**Dataset**
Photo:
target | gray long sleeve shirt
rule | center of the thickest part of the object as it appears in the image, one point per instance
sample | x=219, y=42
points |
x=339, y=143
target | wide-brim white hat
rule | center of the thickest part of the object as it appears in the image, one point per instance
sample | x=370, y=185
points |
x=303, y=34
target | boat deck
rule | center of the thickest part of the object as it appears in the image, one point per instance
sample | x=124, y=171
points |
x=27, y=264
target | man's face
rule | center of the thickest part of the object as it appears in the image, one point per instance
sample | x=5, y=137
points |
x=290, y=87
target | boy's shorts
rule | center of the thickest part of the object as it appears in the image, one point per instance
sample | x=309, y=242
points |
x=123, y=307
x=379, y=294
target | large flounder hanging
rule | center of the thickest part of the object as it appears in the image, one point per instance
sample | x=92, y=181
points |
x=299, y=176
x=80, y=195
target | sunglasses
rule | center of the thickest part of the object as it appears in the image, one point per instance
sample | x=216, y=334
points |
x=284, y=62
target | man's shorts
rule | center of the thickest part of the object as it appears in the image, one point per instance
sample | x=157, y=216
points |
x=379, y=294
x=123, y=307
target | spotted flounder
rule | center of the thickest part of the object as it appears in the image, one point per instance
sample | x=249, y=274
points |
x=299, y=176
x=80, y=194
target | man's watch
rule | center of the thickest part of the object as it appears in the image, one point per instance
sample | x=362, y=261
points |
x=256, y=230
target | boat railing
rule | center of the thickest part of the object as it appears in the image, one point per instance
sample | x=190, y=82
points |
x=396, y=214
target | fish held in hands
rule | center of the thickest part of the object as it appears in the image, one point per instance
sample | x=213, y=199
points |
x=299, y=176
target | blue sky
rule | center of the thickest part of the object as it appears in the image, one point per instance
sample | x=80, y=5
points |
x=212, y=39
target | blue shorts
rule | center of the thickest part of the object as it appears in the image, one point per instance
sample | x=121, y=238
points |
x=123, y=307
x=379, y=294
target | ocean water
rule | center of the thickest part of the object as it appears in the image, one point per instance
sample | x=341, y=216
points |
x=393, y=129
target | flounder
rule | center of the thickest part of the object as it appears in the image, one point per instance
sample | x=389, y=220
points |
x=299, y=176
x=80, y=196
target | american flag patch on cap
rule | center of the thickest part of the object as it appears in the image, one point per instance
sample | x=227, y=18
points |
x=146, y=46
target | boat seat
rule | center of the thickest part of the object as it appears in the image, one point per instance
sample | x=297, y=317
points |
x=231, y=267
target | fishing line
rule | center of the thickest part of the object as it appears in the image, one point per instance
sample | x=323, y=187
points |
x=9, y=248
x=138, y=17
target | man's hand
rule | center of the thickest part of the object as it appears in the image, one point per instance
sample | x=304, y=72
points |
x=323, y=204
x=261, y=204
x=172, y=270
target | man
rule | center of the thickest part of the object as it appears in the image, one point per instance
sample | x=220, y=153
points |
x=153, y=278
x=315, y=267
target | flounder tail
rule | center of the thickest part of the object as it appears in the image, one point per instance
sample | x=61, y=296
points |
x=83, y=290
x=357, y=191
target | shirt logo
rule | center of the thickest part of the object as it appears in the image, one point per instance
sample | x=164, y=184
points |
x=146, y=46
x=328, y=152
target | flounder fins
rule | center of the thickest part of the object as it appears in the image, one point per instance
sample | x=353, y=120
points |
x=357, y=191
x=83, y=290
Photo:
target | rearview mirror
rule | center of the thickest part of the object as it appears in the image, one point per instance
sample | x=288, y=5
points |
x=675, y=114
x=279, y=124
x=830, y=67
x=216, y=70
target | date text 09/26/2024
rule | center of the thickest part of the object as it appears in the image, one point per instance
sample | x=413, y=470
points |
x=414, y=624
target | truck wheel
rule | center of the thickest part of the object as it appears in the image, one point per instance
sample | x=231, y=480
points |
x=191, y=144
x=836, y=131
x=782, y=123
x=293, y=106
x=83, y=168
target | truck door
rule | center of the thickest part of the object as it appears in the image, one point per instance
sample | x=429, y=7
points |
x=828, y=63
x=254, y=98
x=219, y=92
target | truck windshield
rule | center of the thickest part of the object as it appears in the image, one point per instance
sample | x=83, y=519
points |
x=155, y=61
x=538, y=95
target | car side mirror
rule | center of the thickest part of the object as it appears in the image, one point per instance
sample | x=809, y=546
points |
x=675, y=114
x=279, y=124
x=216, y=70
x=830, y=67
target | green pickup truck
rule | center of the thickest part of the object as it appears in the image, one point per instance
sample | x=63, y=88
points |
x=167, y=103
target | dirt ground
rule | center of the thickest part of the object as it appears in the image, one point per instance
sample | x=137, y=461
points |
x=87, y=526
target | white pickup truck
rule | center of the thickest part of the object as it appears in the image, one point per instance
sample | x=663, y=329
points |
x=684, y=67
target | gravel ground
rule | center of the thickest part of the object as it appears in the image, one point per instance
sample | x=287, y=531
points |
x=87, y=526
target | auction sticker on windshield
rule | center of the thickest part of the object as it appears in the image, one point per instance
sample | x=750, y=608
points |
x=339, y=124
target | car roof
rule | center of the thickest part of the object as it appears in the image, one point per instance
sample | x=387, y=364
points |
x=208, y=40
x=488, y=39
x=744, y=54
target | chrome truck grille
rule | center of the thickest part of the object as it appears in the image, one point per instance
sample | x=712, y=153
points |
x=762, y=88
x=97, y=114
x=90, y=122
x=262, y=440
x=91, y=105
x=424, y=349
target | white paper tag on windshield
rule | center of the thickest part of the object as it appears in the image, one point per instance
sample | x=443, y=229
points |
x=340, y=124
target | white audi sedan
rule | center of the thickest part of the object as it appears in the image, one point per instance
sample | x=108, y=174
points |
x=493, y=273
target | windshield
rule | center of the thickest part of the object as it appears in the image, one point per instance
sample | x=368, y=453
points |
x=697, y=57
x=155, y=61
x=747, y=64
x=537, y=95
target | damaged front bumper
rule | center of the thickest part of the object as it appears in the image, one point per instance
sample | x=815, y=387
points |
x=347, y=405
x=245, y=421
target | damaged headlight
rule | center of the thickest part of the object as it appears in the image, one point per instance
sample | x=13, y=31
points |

**Problem**
Each record above is to be reproduced exactly, in full.

**Written response**
Photo:
target | gray long sleeve shirt
rule | center of the thickest part of the object as it appears in the image, one point per instance
sample | x=219, y=42
points |
x=339, y=143
target | wide-brim white hat
rule | center of the thickest part of the object as it appears in the image, one point per instance
sample | x=370, y=185
points |
x=303, y=34
target | boat deck
rule | center of the thickest part of the object as it appears in the image, one point per instance
sample | x=124, y=171
points |
x=27, y=264
target | man's face
rule | center of the thickest part of the object as it appears in the image, one point per instance
sample | x=5, y=137
points |
x=290, y=87
target | boy's shorts
rule | center of the thickest part of the object as it appears in the image, one point per instance
sample | x=309, y=242
points |
x=123, y=307
x=379, y=294
target | large flounder hanging
rule | center of the thickest part of the object as it appears in the image, one point per instance
sample | x=92, y=181
points |
x=299, y=176
x=80, y=195
target | sunglasses
rule | center of the thickest part of the object as it appears in the image, one point per instance
sample | x=216, y=334
points |
x=284, y=62
target | man's shorts
rule | center of the thickest part of the object as it appears in the image, one point per instance
sample | x=157, y=216
points |
x=379, y=294
x=123, y=307
target | spotted flounder
rule | center of the thickest part of the object as it appears in the image, one point per instance
sample | x=249, y=274
points |
x=299, y=176
x=80, y=194
target | man's watch
rule | center of the thickest part of the object as it appears in the image, one point per instance
sample | x=362, y=261
points |
x=256, y=230
target | boat railing
rule | center of the thickest part of the object as it appears in the image, one point per instance
sample | x=190, y=82
points |
x=396, y=214
target | fish held in hands
rule | center of the thickest part of the object as it appears in the image, one point per instance
sample | x=213, y=199
points |
x=299, y=176
target | blue sky
rule | center of the thickest part of the object as it appears in the image, one point per instance
sample | x=80, y=5
points |
x=212, y=39
target | blue shorts
rule | center of the thickest part of the object as it appears in the image, one point per instance
sample | x=121, y=238
points |
x=123, y=307
x=379, y=294
target | ocean water
rule | center of the thickest part of the object as it appears in the image, one point per instance
sample | x=341, y=216
points |
x=393, y=129
target | flounder
rule | center of the thickest part of the object as it appears in the image, one point per instance
sample | x=389, y=220
points |
x=299, y=176
x=80, y=196
target | american flag patch on cap
rule | center of the thickest part of the object as it appears in the image, one point per instance
sample | x=227, y=18
points |
x=146, y=46
target | boat seat
rule | center of the thickest part of the object as it appears in the image, one point per instance
sample | x=297, y=317
points |
x=231, y=267
target | fishing line
rule | center of the thickest part of the object as it appears in the image, one point per instance
sample | x=323, y=187
points |
x=9, y=248
x=138, y=17
target | man's hand
rule | center of the thickest part of the object as it appears in the image, one point per instance
sample | x=304, y=72
points |
x=323, y=204
x=261, y=204
x=172, y=270
target | man
rule | center of the thickest part of the object as it appears in the image, one point per instance
sample | x=220, y=153
points |
x=153, y=278
x=315, y=267
target | flounder tail
rule | center of the thickest part of the object as it appears in the image, one point per instance
sample | x=61, y=296
points |
x=83, y=290
x=357, y=191
target | shirt logo
rule | center of the thickest part of the object as it appears in the image, one point per instance
sample | x=164, y=184
points |
x=146, y=46
x=328, y=152
target | flounder fins
rule | center of the thickest part of the object as it appears in the image, one point per instance
sample | x=353, y=120
points |
x=357, y=191
x=83, y=290
Photo:
target | rearview mirror
rule | center of the thickest part of the object as it appears in the image, one point per instance
sample | x=288, y=5
points |
x=675, y=114
x=279, y=124
x=830, y=67
x=216, y=70
target | date text 09/26/2024
rule | center of the thickest part of the object as it appears in the image, one point per instance
sample | x=413, y=470
points |
x=414, y=624
target | truck wheel
rule | center of the thickest part of the object as it appears in the image, one point per instance
sample | x=231, y=480
points |
x=191, y=144
x=836, y=131
x=782, y=123
x=293, y=106
x=83, y=168
target | truck door
rule | center of the thickest part of the object as it appears in the image, one point per instance
sample | x=429, y=7
points |
x=828, y=63
x=254, y=98
x=219, y=92
target | truck windshield
rule | center of the thickest part of the object as it appears in the image, one point per instance
sample | x=83, y=519
points |
x=155, y=61
x=538, y=95
target | car side mirror
rule | center of the thickest part of the object as it appears in the image, one point per instance
sample | x=809, y=546
points |
x=675, y=114
x=279, y=124
x=216, y=70
x=830, y=67
target | green pickup truck
rule | center of the thickest part of the object as it appears in the image, one point per instance
sample | x=63, y=88
points |
x=167, y=103
target | dirt ground
rule | center of the thickest part of the object as it appears in the image, one point per instance
sample | x=137, y=461
points |
x=87, y=526
target | white pickup truck
rule | center of the thickest part of the object as it appears in the image, one point per instance
sample | x=663, y=329
points |
x=684, y=67
target | gravel ground
rule | center of the thickest part of the object as it appears in the image, one point per instance
sample | x=287, y=531
points |
x=87, y=526
target | auction sticker on windshield
rule | center of the thickest part of the object as it appears in the image, one point per instance
sample | x=750, y=608
points |
x=339, y=124
target | car roof
rule | center of the thickest part of the object as it appears in the image, one point per instance
sample | x=387, y=364
points |
x=208, y=40
x=488, y=39
x=744, y=54
target | chrome truck grille
rule | center of the thickest part of the object as it appears in the image, one point per instance
sample | x=712, y=153
points |
x=762, y=88
x=97, y=114
x=90, y=122
x=262, y=440
x=91, y=105
x=424, y=349
target | white paper tag on windshield
rule | center of the thickest part of the object as it appears in the image, one point per instance
sample | x=443, y=229
points |
x=340, y=124
target | white audi sedan
rule | center of the thickest part of the object as it appears in the image, one point per instance
sample | x=108, y=174
points |
x=493, y=273
target | windshield
rule | center of the thickest part of the object as it appears in the image, one point per instance
sample | x=368, y=453
points |
x=697, y=57
x=155, y=61
x=747, y=64
x=537, y=95
target | damaged front bumper
rule | center of the thickest part of the object as it appears in the image, one point per instance
sample | x=815, y=387
points |
x=347, y=405
x=245, y=421
target | damaged headlight
rule | center of the thickest part of the object as it appears in the image, one point per instance
sample | x=13, y=31
points |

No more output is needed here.